**TASK INSTRUCTIONS**
(1) In the interview about football on Robben Island and the Hillsborough campaign, who got the Makana league going?
(2) Carry on the interview about football on Robben Island and the Hillsborough campaign, starting after its final sentence.
*** SOURCE ***
Q. Football is the sport of the people in South Africa, your childhood home, but the story of the role the game played in the lives of inmates – and future statesmen – on Robben Island in 1967, unfortunately, goes largely untold.  How did this game reach into the hearts of Mandela, Zuma and their contemporaries, through such hardship?

“My family emigrated to South Africa in the early 1980’s and I lived there until the South African army came knocking on the door looking for me to serve two years national service. I’m neither a coward nor a pacifist but there was no way I was going to serve in an apartheid army.

“When I lived there Nelson Mandela and so many others were jailed on the former leper colony of Robben Island. Every morning I could see across to the Atlantic Island. There was very little news from the island. Like most people I had no idea about the Makana league that the prisoners had forced the regime to allow them to set up. It was inspired by British football. Aston Villa fan Tony Suze got it going.

“Many of the prisoners idolised Billy Bremner. A lot of the teams were named after British clubs. Current South African President Jacob Zuma was a tough tackling centre-back for a team called Rangers!

“One of the ANC’s former island political prisoners I interviewed Dikgang Moseneke was clear about how football helped keep hope alive. ‘It was the great escape from imprisonment. I don’t think the governor and wardens understood the full meaning of the football that they allowed us to play. Very few people came out of Robben Island broken, very few, And some went on to become leaders.’

Q. It is clear that you enjoyed writing the book but the final chapter, Liverpool v Nottingham Forest, 1989; the Hillsborough Disaster is haunting.  More than the sectarianism which through football was institutionalised in Scotland in 1924, or the Soccer War game, between El Salvador and Honduras, it reaches inside the reader to touch regret and sorrow, in particular with Trevor Hicks account.  What was the Justice for the 96 campaign up against, as they set about trying to change the world?

“Put bluntly the ‘Justice for the ’96’ campaign was up against large section of the British establishment. With the official inquests going on at the moment I have to be careful about what I say. Back then a media that was willing to repeat lies, too many police complicit in a cover up, a government too quick to blame the innocent and a country where many were initially willing to believe the worst of Liverpool fans. But over time the lies unravelled. Celtic’s solidarity with the campaigners is well known. What is less well known is that it wasn’t until a UK Cabinet meeting in Glasgow in 2008 that the campaign got its much yearned for political breakthrough.

“When I wrote the book I decided I wasn’t going to stitch anyone up; and I didn’t. But there’s one person who it’s impossible not to be angry with – the odious then Sun editor, Kelvin Mackenzie. Even today he gives mediocre middle aged men the world over a bad reputation. His malevolence is matched only by his unjustified arrogance.
*** INFORMATION SUPPLIED ***
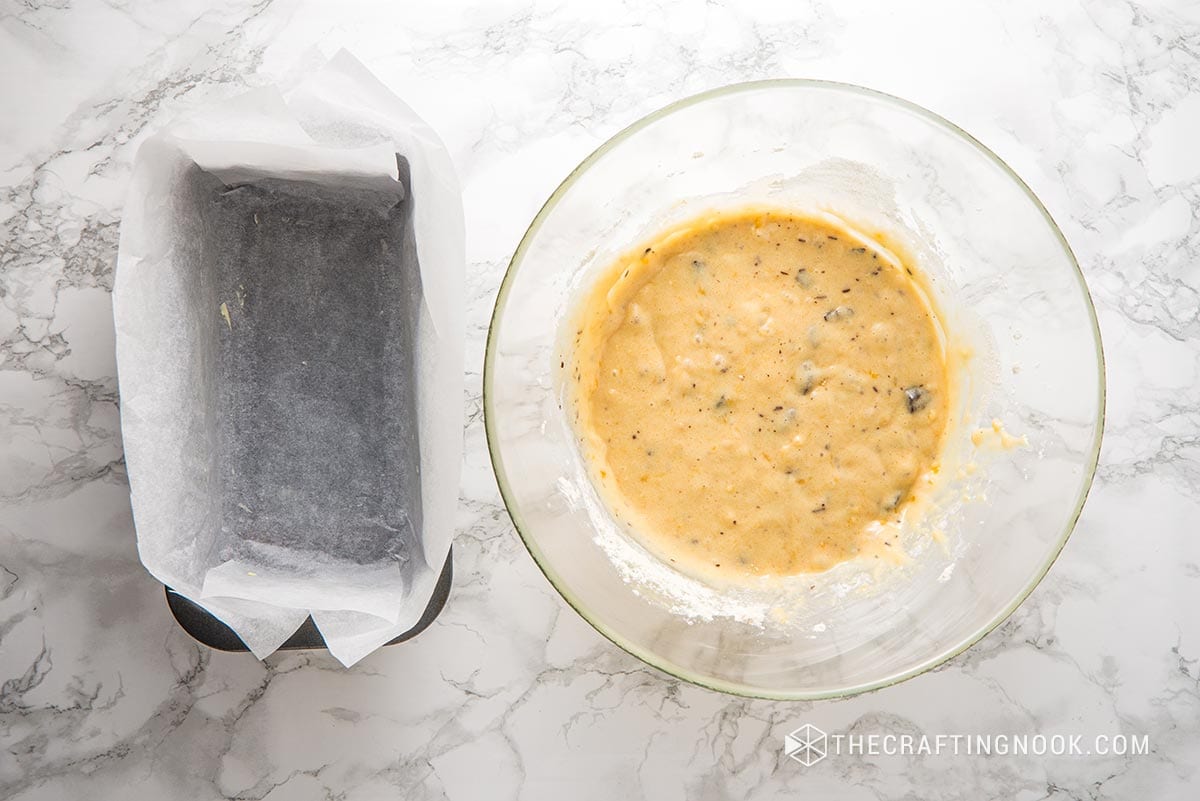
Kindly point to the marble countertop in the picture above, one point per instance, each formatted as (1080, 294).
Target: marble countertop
(510, 694)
***
**RESPONSES TO THE EXERCISE**
(1) Tony Suze, an Aston Villa fan.

(2)
“But the fact that the campaigners have now got to the truth means that they might just be on the cusp of getting justice as well. Theirs is a story of working class solidarity and of a city that refused to give in. As one campaigner put it to me. ‘We always believed that the law and the establishment would always win. As The Clash would say, ” I fought the law and the law won”.’ But on this occasion, mercifully, it appears they haven’t.

Q. There is so much in the book I didn’t know about the game, specifically, including that in the early 19th century it had all-but disappeared, apart from outposts in Orkney, Shetland, Workington, Cornwall and Jedburgh, before it was colonised by Britain’s public schools and Army messes.  200 years ago, it was a game, but not a game of the people.  Your story starts with how people reclaimed football and lived their lives through it.  Is this the real story of football over the last two centuries?

“Football almost died. How it survived is a little known truth and is the secret that the sport rarely recognises. A single match helped rescue the sport, and, with one unexpected victory, it finally broke free from its ghettos in the nation’s public schools and British Army officers’ messes. The ailing game had been violent, with very few agreed rules. It was run by and for the elite and, in a nation with very few sports fields, had been banned from public streets. In England, the FA Cup (partly funded by Scotland’s Queens Park) was colonised by university, public school, and regimental teams.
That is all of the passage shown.